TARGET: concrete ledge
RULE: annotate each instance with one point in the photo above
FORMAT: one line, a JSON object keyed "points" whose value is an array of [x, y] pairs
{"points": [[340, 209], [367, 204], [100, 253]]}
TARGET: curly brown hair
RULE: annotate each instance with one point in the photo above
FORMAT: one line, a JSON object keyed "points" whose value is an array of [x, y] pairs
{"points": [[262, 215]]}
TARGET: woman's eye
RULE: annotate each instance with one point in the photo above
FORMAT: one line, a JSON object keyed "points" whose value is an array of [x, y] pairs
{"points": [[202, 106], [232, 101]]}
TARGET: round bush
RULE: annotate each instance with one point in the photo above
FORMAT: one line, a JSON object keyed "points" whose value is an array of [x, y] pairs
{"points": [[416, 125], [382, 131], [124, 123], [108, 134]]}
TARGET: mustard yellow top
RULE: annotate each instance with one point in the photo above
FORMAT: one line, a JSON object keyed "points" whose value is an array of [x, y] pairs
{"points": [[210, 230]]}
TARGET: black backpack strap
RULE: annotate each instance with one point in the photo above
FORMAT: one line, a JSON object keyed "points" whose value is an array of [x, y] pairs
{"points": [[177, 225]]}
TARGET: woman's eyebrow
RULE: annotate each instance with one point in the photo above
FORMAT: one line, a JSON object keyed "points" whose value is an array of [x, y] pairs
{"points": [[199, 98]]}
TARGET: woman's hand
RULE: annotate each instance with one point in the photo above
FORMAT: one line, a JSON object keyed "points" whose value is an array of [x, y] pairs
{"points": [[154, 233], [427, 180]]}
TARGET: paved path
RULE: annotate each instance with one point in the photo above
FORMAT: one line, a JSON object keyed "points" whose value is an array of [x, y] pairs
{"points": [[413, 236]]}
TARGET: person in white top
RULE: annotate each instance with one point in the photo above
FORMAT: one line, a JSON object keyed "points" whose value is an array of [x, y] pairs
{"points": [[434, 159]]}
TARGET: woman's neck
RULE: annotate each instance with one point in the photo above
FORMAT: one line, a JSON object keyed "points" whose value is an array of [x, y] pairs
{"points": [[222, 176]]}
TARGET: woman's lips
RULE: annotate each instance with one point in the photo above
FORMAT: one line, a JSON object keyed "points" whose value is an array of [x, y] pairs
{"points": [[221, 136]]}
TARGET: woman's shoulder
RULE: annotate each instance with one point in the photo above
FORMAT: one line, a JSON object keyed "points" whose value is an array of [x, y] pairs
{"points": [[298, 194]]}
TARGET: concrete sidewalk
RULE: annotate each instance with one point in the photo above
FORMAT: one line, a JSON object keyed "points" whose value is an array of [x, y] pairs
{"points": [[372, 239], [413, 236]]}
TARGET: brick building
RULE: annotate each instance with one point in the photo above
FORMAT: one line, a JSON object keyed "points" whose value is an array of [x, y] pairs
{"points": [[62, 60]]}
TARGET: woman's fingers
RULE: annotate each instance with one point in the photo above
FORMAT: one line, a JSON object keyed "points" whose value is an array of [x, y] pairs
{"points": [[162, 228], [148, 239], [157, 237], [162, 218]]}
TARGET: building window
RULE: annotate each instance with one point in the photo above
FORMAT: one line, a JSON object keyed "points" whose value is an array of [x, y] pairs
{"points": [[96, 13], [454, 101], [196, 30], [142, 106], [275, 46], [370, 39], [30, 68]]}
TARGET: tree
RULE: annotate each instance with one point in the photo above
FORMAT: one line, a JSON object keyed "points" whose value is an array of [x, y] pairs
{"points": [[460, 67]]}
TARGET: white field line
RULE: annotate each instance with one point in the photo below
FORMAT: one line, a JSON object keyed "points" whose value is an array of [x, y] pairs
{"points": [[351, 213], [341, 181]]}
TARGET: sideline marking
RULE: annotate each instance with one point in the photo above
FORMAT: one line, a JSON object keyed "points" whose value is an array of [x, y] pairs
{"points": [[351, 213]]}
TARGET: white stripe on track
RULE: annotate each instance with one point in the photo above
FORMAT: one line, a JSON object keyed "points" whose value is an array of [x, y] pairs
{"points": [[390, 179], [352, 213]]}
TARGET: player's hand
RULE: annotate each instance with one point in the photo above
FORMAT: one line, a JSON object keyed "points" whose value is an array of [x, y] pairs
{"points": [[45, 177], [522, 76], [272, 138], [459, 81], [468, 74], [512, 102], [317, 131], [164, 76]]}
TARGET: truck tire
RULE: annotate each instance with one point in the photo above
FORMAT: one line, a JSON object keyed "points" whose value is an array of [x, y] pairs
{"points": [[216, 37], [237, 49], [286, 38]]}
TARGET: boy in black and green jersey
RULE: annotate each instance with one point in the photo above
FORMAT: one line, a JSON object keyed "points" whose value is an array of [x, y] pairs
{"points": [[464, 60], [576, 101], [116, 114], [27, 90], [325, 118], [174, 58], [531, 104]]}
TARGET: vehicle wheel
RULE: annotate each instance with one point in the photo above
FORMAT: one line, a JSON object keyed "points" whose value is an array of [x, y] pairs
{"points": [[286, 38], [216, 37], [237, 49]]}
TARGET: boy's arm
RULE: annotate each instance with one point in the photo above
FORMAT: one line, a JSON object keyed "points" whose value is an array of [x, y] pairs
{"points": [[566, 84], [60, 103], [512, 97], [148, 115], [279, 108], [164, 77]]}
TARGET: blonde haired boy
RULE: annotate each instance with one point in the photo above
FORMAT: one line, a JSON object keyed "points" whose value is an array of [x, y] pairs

··········

* _What is required_
Give an exact repetition of all the material.

* _Expected output_
TARGET: concrete ledge
RULE: annotate each instance with one point in the photo above
FORMAT: one line, a JSON object keyed "points" whose value is an array of [x, y] pairs
{"points": [[340, 209], [367, 204], [100, 253]]}
TARGET: curly brown hair
RULE: annotate each instance with one point in the photo above
FORMAT: one line, a JSON object keyed "points" whose value is an array of [x, y] pairs
{"points": [[262, 215]]}
TARGET: woman's eye
RULE: annotate each instance with one point in the photo above
FORMAT: one line, a JSON object keyed "points" whose value is an array of [x, y] pairs
{"points": [[202, 106], [232, 101]]}
TARGET: round bush
RULE: annotate each instance with one point in the photo above
FORMAT: one line, a JSON object keyed "points" whose value is an array of [x, y] pairs
{"points": [[416, 125], [382, 131], [124, 123], [108, 134]]}
TARGET: mustard yellow top
RULE: annotate each instance with one point in the photo above
FORMAT: one line, a JSON object keyed "points" whose value is an array of [x, y] pairs
{"points": [[210, 230]]}
TARGET: black backpack strap
RULE: annotate each instance with one point in the photo above
FORMAT: one line, a JSON object keyed "points" whose value is an array of [x, y] pairs
{"points": [[177, 225]]}
TARGET: woman's eyebrow
RULE: annotate each instance with one point in the photo above
FORMAT: one line, a JSON object keyed "points" whose value is an array of [x, y] pairs
{"points": [[199, 98]]}
TARGET: woman's hand
RULE: annotate each instance with one point in the photo above
FORMAT: one line, a JSON object keyed "points" whose value is an array of [x, y] pairs
{"points": [[154, 233], [427, 180]]}
TARGET: paved path
RULE: annotate each instance with one point in the photo above
FORMAT: one line, a JSON object keyed "points" whose value is an array of [x, y] pairs
{"points": [[413, 236]]}
TARGET: person in white top
RULE: annotate each instance with one point in the photo above
FORMAT: one line, a JSON object keyed "points" whose value is an array of [x, y] pairs
{"points": [[434, 159]]}
TARGET: woman's neck
RULE: annotate each instance with one point in the photo above
FORMAT: one line, a JSON object keyed "points" whose value is an array of [x, y] pairs
{"points": [[222, 176]]}
TARGET: woman's lips
RULE: annotate each instance with one point in the photo above
FORMAT: one line, a JSON object keyed "points" whose value is an array of [x, y] pairs
{"points": [[221, 136]]}
TARGET: woman's shoulder
RULE: annotate each instance with one point in the photo above
FORMAT: one line, a JSON object keyed "points" whose value is an array of [x, y] pairs
{"points": [[298, 194]]}
TARGET: concrete sidewalk
RULE: annotate each instance with one point in the photo above
FORMAT: one line, a JSON object keyed "points" whose value is an array of [x, y] pairs
{"points": [[372, 239], [413, 236]]}
TARGET: brick building
RULE: annotate each instance with one point in the photo above
FORMAT: one line, a JSON object keyed "points" whose value is an array of [x, y] pairs
{"points": [[62, 60]]}
TARGET: woman's fingers
RULE: annotate each instance with one point in the photo above
FORMAT: one line, a JSON object keyed "points" whose value is an array of [x, y] pairs
{"points": [[162, 228], [148, 239], [157, 237], [162, 218]]}
TARGET: building window
RULE: annotate each instance with one point in the photo above
FORMAT: one line, a JSON object keyed "points" whose value is an array of [x, y] pairs
{"points": [[96, 13], [454, 101], [196, 30], [142, 106], [275, 46], [370, 39], [30, 68]]}
TARGET: tree
RULE: annotate each instance with one point in the photo above
FORMAT: one line, a JSON object keyed "points" whose value is an array of [x, y] pairs
{"points": [[460, 67]]}
TARGET: white field line
RULE: annotate each instance with one point in the photo below
FORMAT: one line, a JSON object keyed "points" whose value is an array of [x, y] pairs
{"points": [[351, 213], [341, 181]]}
TARGET: sideline marking
RULE: annotate each instance with one point in the photo above
FORMAT: one line, a JSON object keyed "points" whose value is an array of [x, y] pairs
{"points": [[351, 213]]}
TARGET: white stripe on track
RULE: annotate each instance with one point in the photo above
FORMAT: one line, a JSON object keyed "points" whose value is an array of [x, y] pairs
{"points": [[390, 179], [352, 213]]}
TARGET: player's hand
RULE: annotate each instance with one point in the photo above
FORMAT: one line, a JSON object keyed "points" whose value is an array of [x, y] pairs
{"points": [[45, 177], [522, 76], [272, 138], [459, 81], [468, 74], [512, 102], [317, 131], [164, 76]]}
TARGET: truck tire
RULE: annotate each instance with one point in the photo above
FORMAT: one line, a JSON object keyed "points" whose value is an array of [x, y] pairs
{"points": [[216, 37], [237, 49], [286, 38]]}
TARGET: boy in black and green jersey
RULE: annotate each instance with one point in the photo above
FORMAT: one line, a JSON object keyed "points" whose value is an array of [x, y] pairs
{"points": [[464, 60], [576, 101], [116, 114], [27, 90], [325, 118], [174, 58], [531, 104]]}
TARGET: vehicle wheel
RULE: annotate each instance with one point in the photo above
FORMAT: one line, a JSON object keyed "points" whose value is an array of [x, y] pairs
{"points": [[286, 38], [216, 37], [237, 49]]}
TARGET: boy's arm
RULE: annotate each instance with one point in the photo above
FORMAT: one line, a JSON object keyed "points" whose value is an array of [x, y] pairs
{"points": [[566, 84], [60, 103], [512, 97], [148, 115], [279, 108], [164, 77]]}
TARGET: blonde haired boy
RULE: annotate each instance with one point in the photo above
FORMAT: one line, a JSON object keyed "points" whose value is an array of [x, y] pairs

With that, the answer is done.